» **Work instruction**:
Every picture is to be removed, and all the data is to be copied exactly.

» **Given data**:
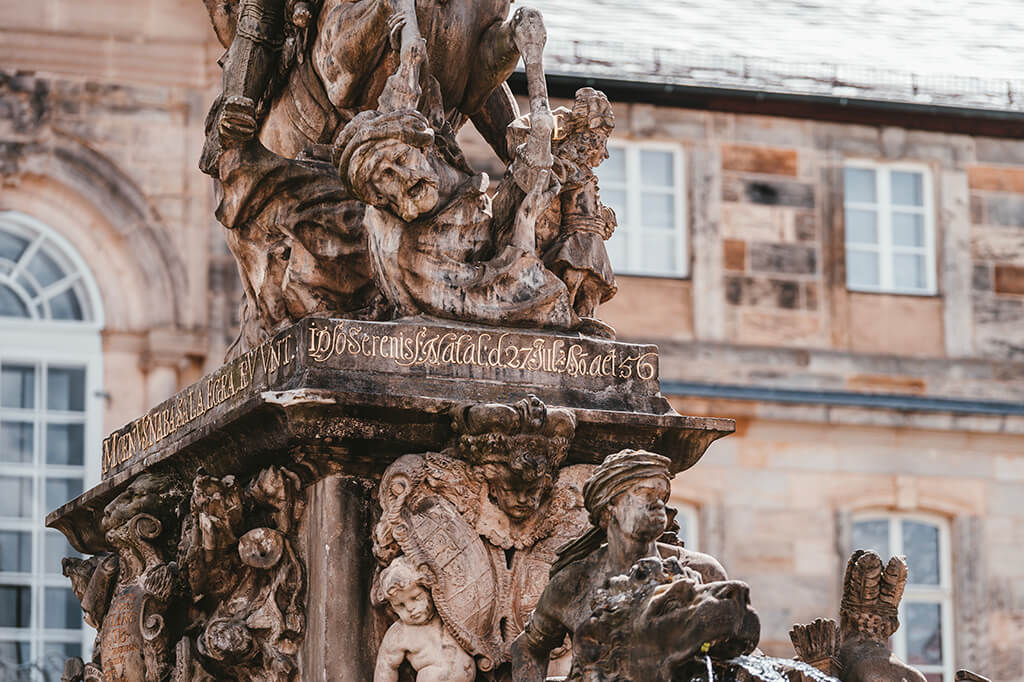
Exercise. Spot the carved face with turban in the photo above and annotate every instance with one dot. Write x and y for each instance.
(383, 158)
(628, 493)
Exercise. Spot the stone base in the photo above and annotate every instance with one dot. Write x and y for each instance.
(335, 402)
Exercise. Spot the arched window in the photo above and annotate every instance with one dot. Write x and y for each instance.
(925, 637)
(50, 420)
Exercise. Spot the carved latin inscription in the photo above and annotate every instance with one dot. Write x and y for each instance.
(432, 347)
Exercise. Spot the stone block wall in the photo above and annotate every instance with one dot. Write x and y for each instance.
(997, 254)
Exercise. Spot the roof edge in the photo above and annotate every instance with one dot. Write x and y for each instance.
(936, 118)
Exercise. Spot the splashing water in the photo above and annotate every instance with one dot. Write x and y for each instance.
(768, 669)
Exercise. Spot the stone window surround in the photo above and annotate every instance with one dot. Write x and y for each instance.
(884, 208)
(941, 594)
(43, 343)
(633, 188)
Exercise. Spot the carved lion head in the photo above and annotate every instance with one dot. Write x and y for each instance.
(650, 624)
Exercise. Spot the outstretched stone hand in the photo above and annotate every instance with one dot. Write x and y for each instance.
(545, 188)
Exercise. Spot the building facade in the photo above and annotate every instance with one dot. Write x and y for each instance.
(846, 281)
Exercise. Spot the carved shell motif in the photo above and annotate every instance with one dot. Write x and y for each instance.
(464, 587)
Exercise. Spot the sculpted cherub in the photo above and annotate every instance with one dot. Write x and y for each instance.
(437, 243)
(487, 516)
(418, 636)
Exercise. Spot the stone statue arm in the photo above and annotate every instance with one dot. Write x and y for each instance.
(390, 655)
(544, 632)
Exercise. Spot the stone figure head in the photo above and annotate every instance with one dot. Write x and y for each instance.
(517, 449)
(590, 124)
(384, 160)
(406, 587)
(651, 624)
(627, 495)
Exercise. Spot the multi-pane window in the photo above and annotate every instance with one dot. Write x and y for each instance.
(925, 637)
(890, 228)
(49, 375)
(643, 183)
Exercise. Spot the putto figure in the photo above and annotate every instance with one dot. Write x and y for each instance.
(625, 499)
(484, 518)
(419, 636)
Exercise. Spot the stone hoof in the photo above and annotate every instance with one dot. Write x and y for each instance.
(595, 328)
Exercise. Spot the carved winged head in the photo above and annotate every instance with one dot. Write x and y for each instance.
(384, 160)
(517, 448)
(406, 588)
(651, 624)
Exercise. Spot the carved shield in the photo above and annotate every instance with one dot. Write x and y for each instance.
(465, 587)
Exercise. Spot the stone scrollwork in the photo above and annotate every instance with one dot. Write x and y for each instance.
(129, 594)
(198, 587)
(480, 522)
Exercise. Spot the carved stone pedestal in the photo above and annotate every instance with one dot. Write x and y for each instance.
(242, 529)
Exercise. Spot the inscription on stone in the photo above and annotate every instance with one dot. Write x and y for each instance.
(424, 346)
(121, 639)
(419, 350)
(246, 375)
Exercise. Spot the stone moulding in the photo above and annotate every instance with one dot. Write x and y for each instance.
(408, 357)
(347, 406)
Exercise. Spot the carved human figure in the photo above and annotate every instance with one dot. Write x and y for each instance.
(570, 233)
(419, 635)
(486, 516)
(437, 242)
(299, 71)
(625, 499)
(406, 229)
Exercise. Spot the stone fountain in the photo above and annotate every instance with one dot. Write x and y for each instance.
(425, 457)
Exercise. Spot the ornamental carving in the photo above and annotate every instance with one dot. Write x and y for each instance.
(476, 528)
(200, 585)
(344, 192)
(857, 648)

» **Reply**:
Exercise. Spot the carved face with turban in the photo above and annotate every instance with one dot. Write x and y for each instance.
(383, 158)
(628, 493)
Exercise. Spot the stone base in the photo above and annotate every instance with one dot. Write x and y for each instance.
(335, 402)
Exercise. Spot the arched window in the photo above and annotate every instance with one dot. Write x and y for each instance.
(925, 637)
(50, 420)
Exercise. Spot the carved latin inscription in the photo above and annotate every instance with one dot. Write x and y for each instance.
(432, 347)
Exercise. Spot the stone block wall in the photo above and annotate every instance with one dot. Write x and y for each instance.
(997, 254)
Exercise. Spot the roof edge in the photo above and annotate every instance with one dot. Write x and y for each instance.
(936, 118)
Exercise. Spot the splashing water in the photo above and annotate every instance with one dot. Write x and y for each instance.
(768, 669)
Exercise. Spot the stone window surround in the photo above and annotate every instance with one dot. Write x and y for each instance.
(884, 208)
(941, 594)
(43, 343)
(633, 188)
Exercise. Spot the carved lion head in the photo above and annotate every instance with one dot. Write x and y for each instance.
(650, 624)
Exercise. Spot the outstretched stone hand in the photo above and annotate every instance with one dot. Write x and y for each instance.
(545, 188)
Exercise. Spot the building facade in the photo above and annotate every instance with one dot. Write x and y for each instance.
(846, 281)
Exercise. Spot the carved shell motif in the photo above and annotate every instance with one dot. Write x and y for each instance.
(464, 587)
Exercise. Spot the sculpted cherub in the photo above and annotate every instance with one dot. Write x and y for each instance.
(437, 243)
(487, 516)
(418, 636)
Exercise. Spot the stone statue arm in the photo above and annotate every instance with one dot. Write x and y for each instance.
(390, 655)
(544, 632)
Exercise. Spot the stone figure head in the photo above and annotate every instance with one dot. Write x and y for each instance.
(517, 449)
(590, 124)
(384, 160)
(406, 587)
(651, 624)
(627, 495)
Exercise. Spot the multi-pane window in the photo above and annotate every instance with one dot. Write x and y for each instance.
(925, 637)
(890, 228)
(49, 375)
(643, 183)
Exercise. Spot the putto figure in the photo above and annotate every instance with one dot. Write x and y for each instance.
(625, 499)
(484, 518)
(419, 636)
Exercise. Spot the stone hoof in the photo above and annotate every instance with one dot. Write x and y for each instance.
(595, 328)
Exercise. Spot the carved winged head in the photo above and annotate every instance with one dot. Write x and y for each instance.
(384, 160)
(517, 448)
(406, 588)
(651, 624)
Exercise. Spot the carved shield in the photo above and annotate every instance with one dot. Write x and y for each instance.
(465, 587)
Exercise. Spot the stone scrollwork in the photo above and annotate every instance with one dot. Write x and y for each instance.
(129, 594)
(198, 587)
(480, 522)
Exercise. Spot the carved stone pedestal in the photo above and annotate every instance with one dot. Write x and y for each instance.
(242, 529)
Exercise. Spot the inscription on stone in the photo above and annotate every instance with one dot. Write x and y for each instance.
(424, 346)
(121, 639)
(419, 350)
(246, 375)
Exercise. Spot the stone moulding in the photo above and annotate every instance with one dot. Write x and y for each instance.
(408, 357)
(347, 406)
Exercise. Spot the carved human figure in the photo above and annotate every instance with one dot. Write x and y for each instance.
(570, 233)
(419, 635)
(486, 516)
(437, 242)
(299, 71)
(625, 499)
(406, 229)
Exercise. Spot the stone fountain in the photo above and annotate every instance with one dot. Write x and y for each instance.
(425, 457)
Exercise. Spot the ornamental carving in the photo above and annotate every instance with one dot. Write x and y for each instance.
(476, 528)
(200, 585)
(344, 192)
(857, 648)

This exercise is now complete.